--- PROVIDED PASSAGE Enclosed Below ---

It is a learning process. Everyone has their own things which work well for them, and as you can see some things I loved at one part of the ride, I would refuse later on.

Having spent so much time riding with Zwift, which aspect of it do you like best?
The absolutely best part of Zwift is the way it connects you with other riders around the world. I hadn’t really anticipated that, but having all these people from all different corners of the world ride with me during the Zwift record attempt was really something very special. I would like to thank them all as it turned a solo record attempt into one big party. I won’t be on Zwift — or on the bike, full stop — for a little while now as I let my saddle sores heal, but I hope to ride with many of them again soon.

"It was a proud moment to be able to prove that when it comes to endurance sports, women can be just as good as men—and sometimes beat them."

What does it mean to you to be a record holder?
When I set out to break the Zwift distance record, it was never about chasing the record for the record's sake. It was always meant as a learning event, as a stepping stone, as a practice session for my main goal for the year: breaking the LEJOG record and then continuing on for the 1,000-mile record, both of which are Guinness World Records.

--- End of Enclosed PROVIDED PASSAGE ---
--- DATA SUPPLIED Enclosed Below ---

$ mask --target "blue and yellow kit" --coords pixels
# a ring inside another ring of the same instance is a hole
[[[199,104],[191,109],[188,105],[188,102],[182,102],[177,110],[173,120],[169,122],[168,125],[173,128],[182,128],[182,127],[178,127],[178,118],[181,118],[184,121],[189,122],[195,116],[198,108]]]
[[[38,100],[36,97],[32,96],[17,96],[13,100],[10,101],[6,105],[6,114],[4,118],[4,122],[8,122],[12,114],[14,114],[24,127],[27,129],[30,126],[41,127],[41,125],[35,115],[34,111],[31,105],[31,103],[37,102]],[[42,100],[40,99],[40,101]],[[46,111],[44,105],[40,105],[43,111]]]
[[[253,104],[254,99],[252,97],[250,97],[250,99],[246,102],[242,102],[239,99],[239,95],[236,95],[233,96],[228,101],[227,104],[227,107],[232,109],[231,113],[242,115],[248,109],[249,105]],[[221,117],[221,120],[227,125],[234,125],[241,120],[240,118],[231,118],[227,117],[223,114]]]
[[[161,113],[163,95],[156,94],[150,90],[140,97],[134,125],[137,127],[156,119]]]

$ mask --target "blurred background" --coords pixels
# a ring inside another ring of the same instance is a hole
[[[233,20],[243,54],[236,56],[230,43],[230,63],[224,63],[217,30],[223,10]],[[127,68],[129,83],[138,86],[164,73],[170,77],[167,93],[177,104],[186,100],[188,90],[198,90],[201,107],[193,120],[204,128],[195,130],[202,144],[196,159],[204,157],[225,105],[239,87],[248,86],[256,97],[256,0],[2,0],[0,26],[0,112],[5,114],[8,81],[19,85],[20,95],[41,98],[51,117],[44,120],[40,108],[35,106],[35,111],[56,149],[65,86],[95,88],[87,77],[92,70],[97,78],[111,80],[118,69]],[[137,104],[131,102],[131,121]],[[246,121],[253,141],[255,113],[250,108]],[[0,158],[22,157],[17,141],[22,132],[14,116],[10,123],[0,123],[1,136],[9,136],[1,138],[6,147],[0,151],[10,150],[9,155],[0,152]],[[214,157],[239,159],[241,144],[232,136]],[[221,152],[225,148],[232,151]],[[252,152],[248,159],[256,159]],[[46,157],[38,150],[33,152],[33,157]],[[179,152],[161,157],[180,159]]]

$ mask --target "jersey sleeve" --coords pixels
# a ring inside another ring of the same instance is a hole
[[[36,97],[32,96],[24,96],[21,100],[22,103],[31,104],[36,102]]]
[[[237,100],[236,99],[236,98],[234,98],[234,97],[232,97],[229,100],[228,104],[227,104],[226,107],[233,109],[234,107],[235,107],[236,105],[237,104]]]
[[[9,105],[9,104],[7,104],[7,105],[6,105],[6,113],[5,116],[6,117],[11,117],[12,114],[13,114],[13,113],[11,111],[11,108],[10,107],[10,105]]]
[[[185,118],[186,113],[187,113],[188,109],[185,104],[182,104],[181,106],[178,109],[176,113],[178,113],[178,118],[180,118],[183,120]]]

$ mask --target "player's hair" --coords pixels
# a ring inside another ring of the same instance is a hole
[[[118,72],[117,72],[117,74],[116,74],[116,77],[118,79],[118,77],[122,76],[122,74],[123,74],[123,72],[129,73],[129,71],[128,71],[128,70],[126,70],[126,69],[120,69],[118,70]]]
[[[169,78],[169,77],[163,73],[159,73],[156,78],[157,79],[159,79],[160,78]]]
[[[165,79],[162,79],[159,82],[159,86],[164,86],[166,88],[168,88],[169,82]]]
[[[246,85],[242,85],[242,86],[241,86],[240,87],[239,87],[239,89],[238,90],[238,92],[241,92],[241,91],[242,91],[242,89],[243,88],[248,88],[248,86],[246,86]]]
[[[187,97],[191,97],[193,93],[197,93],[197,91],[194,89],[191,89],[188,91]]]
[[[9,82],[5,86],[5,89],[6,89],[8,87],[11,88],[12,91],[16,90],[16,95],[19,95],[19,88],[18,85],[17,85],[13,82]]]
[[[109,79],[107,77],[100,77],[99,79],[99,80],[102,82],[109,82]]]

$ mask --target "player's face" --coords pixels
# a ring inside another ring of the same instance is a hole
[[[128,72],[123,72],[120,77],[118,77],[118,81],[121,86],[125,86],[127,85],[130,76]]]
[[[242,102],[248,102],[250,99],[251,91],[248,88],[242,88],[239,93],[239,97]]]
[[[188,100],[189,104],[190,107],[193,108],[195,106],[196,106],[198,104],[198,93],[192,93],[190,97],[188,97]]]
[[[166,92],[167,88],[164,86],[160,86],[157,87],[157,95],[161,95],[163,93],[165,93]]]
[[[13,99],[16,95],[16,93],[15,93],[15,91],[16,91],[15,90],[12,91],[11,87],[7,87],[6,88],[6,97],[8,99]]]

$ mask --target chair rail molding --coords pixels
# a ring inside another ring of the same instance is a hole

--- End of Enclosed DATA SUPPLIED ---

WORK INSTRUCTION A:
Answer these from the Zwift interview:
(i) What does the rider name as the best part of Zwift?
(ii) What will the rider let heal while staying off the bike?
(iii) What main goal for the year was the Zwift distance record attempt meant to prepare for?
WORK INSTRUCTION B: Carry on the Zwift interview from its final line.

EXPECTED ANSWER A:
(i) The way it connects you with other riders around the world.
(ii) Saddle sores.
(iii) Breaking the LEJOG record and then continuing on for the 1,000-mile record.

EXPECTED ANSWER B:
Although the Zwift distance record was never just about the record itself, and I did learn a lot to better prepare me for my other record attempts on the road later this year, I am actually pretty chuffed to be able to now call myself the Zwift distance record holder — especially now that I fully appreciate Zwift for the fantastic worldwide community it is.

This record wasn’t a women’s record: It was overall. Did that change how pursuing it felt for you?
Unlike the LEJOG and 1,000-mile record, which are women's-specific records, the thing that appealed to me about the Zwift record is the fact that there are no separate records for men and women. There is just the one record and anyone is welcome to have a go. This provided a great opportunity to test how close women can come to men in endurance challenges.

It was a proud moment to be able to prove that when it comes to endurance sports, women can be just as good as men, and sometimes beat them. It felt amazing. There really is no better hashtag to use for a challenge like this than #ThisGirlCan [which supports women of all abilities in sports]. It was all about confidence: the confidence to go after my dreams, to not be afraid of anything (be that male competition or saddle sores), and to test and redefine my own limits.

I hope I did women around the world proud and gave them confidence to go after their own goals.

Who inspired you for this challenge, and why?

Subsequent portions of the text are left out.